** start of DATA FOR THE TASK **

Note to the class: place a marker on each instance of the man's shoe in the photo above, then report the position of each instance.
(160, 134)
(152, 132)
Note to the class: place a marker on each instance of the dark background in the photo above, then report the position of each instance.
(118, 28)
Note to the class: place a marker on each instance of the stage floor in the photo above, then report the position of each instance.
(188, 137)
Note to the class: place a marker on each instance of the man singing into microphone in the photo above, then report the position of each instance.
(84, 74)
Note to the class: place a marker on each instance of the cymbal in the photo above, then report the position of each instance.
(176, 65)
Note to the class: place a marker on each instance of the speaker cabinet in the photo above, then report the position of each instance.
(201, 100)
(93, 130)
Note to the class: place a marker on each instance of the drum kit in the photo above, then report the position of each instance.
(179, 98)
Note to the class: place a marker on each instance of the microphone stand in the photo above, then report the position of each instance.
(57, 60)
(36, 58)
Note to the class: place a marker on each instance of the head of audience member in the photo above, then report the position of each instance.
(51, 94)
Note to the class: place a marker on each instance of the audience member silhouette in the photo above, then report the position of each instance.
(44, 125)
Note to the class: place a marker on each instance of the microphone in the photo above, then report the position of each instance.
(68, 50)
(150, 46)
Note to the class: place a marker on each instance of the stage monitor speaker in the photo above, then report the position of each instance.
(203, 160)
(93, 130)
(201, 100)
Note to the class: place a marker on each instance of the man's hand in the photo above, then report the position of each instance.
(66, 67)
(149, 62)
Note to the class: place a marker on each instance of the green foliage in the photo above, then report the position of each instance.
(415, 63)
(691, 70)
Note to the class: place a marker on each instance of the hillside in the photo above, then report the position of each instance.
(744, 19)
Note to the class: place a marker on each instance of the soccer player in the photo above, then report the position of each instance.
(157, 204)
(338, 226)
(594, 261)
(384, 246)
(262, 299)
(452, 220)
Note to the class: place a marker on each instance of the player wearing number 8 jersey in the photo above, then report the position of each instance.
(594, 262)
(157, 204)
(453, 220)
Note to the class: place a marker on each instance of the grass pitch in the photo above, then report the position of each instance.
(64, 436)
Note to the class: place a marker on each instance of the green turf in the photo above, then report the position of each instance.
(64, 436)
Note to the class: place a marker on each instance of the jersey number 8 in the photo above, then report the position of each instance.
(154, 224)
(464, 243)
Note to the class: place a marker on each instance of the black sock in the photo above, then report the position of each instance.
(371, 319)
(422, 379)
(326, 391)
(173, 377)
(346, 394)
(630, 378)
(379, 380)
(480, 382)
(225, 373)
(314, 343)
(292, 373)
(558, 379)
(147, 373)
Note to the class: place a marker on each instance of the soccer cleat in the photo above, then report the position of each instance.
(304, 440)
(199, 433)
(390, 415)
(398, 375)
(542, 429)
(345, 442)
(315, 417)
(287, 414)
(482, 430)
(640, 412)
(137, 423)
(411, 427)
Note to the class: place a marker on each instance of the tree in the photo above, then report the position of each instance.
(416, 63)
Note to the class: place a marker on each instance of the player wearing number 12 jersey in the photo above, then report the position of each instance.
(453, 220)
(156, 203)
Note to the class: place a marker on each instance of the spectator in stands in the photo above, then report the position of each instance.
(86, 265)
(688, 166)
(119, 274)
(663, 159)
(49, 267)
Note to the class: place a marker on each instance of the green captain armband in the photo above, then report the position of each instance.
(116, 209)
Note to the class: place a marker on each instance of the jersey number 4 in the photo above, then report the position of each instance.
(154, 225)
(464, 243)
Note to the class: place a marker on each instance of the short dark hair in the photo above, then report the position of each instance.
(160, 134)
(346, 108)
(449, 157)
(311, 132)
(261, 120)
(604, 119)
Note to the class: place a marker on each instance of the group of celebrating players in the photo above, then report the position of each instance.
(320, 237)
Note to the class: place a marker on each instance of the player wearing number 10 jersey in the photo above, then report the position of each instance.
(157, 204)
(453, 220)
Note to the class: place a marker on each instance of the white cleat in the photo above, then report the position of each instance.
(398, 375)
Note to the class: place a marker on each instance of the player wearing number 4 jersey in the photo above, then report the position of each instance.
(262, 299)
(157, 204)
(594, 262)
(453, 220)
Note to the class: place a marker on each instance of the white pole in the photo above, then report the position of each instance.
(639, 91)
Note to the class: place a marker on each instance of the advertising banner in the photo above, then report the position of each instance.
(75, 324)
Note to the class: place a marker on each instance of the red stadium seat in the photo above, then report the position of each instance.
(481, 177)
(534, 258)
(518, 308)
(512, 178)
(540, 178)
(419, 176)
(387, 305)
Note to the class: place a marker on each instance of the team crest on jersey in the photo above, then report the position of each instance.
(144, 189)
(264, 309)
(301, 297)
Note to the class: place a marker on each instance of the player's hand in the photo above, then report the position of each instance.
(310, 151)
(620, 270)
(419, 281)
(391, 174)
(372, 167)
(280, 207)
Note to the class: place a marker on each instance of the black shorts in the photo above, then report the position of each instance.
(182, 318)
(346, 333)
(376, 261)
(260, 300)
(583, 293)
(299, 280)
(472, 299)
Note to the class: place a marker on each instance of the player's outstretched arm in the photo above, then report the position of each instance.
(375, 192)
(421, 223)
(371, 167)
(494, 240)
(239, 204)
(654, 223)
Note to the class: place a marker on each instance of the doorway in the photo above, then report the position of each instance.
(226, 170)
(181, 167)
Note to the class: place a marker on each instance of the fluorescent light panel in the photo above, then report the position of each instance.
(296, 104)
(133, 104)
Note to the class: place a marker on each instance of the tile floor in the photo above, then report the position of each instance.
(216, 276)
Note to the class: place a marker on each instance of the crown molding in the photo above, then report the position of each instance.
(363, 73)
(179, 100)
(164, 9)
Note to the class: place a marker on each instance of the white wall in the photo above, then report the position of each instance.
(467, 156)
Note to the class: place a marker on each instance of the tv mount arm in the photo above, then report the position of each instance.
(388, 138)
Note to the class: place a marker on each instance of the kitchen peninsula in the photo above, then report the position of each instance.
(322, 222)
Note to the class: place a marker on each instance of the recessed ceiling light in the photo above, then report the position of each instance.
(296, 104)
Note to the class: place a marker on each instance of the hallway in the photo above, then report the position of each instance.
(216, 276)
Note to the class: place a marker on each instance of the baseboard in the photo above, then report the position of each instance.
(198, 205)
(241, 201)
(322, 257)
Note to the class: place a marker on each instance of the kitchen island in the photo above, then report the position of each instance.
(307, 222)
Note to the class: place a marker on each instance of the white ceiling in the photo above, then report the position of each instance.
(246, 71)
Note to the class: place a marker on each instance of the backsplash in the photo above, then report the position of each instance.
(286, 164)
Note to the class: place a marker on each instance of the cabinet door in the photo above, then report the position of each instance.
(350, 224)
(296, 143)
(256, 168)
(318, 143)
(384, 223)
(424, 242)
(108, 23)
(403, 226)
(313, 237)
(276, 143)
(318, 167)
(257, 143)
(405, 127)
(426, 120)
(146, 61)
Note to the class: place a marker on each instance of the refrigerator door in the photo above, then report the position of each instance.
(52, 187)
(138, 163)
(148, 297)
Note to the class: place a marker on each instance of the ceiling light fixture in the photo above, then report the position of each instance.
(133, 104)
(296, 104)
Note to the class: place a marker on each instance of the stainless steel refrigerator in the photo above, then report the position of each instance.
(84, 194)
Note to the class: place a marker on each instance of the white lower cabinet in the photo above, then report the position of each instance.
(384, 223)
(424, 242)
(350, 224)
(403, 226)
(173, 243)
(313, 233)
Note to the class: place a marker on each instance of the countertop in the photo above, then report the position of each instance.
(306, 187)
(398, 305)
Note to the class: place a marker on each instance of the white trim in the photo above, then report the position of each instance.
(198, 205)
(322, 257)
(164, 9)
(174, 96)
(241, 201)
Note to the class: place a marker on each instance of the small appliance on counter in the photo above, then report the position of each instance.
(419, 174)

** end of DATA FOR THE TASK **

*GOAL*. Produce an exact repeat of the lines from the one containing "the white lower" through the last line of the data, and nothing more.

*RESULT OF THIS TASK*.
Note to the class: place a marker on each instance of the white lower cabinet in the photo above, then report the position of each instance.
(384, 223)
(424, 242)
(350, 224)
(403, 226)
(173, 243)
(313, 233)
Note to the class: place a marker on each instance of the countertop in the photo above, then report the position of each instance.
(306, 187)
(398, 305)
Note to the class: place a marker on each instance of the white trim in the photo above, then report the position of each instance.
(198, 205)
(322, 257)
(164, 9)
(174, 96)
(241, 201)
Note to the class: place a marker on each instance of the small appliance on counter in the photo above, then report the position of each instance.
(419, 174)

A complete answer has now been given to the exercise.